Supplied records —
● ● ● ● ● ● ●

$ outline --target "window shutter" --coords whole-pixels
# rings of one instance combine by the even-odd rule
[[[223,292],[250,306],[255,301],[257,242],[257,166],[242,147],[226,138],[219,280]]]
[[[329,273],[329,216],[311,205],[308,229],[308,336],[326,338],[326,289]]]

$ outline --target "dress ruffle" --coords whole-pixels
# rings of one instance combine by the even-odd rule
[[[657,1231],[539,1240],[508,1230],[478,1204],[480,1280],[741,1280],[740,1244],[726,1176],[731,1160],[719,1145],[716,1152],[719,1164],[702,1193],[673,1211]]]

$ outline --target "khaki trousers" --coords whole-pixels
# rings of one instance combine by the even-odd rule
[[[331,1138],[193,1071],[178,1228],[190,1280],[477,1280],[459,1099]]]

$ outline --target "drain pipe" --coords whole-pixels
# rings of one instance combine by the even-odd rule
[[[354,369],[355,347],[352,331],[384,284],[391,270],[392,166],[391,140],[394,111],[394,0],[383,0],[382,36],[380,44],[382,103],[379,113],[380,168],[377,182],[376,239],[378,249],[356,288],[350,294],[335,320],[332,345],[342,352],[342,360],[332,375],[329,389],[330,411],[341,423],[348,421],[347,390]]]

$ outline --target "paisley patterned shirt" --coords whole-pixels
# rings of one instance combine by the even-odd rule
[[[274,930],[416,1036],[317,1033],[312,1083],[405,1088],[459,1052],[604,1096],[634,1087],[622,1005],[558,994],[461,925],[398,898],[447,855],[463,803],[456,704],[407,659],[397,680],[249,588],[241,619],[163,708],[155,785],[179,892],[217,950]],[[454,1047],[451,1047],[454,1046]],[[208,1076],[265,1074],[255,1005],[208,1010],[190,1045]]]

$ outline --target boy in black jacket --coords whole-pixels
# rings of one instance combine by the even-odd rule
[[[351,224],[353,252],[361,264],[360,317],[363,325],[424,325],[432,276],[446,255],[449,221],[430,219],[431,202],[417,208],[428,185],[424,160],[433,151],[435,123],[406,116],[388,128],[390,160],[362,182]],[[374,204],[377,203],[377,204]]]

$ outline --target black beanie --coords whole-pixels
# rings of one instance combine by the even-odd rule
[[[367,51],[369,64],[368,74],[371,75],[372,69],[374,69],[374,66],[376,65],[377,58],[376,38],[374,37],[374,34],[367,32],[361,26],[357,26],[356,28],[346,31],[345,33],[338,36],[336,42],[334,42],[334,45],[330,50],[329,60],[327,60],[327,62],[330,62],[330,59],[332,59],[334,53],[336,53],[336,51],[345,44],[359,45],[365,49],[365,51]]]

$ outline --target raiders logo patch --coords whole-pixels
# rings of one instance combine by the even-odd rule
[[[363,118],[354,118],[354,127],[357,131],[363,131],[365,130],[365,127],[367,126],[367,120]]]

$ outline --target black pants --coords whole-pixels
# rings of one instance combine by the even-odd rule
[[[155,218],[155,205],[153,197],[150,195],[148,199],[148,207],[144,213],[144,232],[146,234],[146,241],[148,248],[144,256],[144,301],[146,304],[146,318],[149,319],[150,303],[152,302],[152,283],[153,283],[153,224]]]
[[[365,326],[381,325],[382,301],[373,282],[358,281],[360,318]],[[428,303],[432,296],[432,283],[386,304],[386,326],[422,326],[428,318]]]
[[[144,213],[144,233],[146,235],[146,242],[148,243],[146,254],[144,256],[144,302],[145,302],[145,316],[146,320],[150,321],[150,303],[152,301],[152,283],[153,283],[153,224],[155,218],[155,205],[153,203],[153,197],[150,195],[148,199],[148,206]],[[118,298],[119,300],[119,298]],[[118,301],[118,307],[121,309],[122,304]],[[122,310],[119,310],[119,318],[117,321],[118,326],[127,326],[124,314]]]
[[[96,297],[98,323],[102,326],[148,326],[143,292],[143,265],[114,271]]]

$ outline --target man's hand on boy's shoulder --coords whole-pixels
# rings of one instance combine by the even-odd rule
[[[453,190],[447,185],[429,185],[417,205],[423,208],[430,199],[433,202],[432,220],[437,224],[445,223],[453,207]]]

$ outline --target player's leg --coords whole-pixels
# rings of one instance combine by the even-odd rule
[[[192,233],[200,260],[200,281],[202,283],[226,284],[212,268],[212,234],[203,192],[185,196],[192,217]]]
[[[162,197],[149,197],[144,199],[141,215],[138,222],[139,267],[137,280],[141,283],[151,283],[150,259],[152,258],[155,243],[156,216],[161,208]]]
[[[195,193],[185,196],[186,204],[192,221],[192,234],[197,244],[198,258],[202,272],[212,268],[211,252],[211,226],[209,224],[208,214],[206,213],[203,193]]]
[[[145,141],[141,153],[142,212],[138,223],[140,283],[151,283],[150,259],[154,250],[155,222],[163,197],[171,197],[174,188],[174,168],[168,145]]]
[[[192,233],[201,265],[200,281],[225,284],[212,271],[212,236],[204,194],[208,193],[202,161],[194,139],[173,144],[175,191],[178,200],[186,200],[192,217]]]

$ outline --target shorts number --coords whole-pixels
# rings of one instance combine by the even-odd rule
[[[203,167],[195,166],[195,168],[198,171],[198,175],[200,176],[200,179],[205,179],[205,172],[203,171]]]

● ● ● ● ● ● ●

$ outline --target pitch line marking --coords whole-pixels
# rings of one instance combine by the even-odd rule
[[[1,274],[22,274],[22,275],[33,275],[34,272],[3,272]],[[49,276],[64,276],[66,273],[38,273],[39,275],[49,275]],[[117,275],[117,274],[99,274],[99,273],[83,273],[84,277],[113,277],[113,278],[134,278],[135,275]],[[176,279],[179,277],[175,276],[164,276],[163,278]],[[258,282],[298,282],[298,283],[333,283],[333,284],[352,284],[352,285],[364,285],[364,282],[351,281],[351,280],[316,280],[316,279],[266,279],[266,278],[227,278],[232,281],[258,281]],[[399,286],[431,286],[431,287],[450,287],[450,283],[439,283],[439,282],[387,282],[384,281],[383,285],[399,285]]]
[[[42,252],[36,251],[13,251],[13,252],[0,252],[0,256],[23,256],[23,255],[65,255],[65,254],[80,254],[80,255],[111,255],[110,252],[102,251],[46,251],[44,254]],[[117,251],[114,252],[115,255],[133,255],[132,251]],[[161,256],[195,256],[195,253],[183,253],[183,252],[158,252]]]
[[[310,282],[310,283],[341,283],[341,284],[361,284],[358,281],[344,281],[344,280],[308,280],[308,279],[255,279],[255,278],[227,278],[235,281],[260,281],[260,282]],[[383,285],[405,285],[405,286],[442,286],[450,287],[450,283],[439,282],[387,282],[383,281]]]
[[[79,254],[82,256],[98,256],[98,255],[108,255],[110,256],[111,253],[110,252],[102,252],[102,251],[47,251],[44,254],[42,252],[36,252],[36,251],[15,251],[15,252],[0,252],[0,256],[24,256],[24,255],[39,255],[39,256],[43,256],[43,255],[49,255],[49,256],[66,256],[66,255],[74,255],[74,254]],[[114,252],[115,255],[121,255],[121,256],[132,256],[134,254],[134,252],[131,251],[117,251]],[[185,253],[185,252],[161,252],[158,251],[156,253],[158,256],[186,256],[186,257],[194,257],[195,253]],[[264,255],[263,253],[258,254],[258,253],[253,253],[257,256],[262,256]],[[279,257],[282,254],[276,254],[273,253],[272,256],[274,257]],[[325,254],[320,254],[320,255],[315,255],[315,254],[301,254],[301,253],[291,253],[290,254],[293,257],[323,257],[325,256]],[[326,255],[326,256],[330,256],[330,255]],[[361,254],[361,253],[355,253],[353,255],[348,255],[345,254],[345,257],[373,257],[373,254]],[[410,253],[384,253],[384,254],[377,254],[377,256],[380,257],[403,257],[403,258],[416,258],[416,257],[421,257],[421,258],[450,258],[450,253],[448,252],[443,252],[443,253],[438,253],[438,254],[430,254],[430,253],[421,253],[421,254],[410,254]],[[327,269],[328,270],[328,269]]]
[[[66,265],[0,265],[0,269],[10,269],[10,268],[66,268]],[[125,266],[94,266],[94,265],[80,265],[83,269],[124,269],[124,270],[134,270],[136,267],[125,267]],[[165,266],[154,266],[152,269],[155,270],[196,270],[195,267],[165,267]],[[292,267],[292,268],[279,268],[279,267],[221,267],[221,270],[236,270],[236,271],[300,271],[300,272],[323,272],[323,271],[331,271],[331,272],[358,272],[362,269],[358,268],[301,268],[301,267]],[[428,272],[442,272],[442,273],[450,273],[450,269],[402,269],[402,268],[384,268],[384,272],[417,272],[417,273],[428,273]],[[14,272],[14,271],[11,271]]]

● ● ● ● ● ● ●

Exercise directions — Only lines containing the string "black" belong in the answer; find them in the data above and copy them.

Task answer —
$ outline --target boy in black jacket --coords whole-pixels
$ outline --target black beanie --coords whole-pixels
$ outline --target black pants --coords whole-pixels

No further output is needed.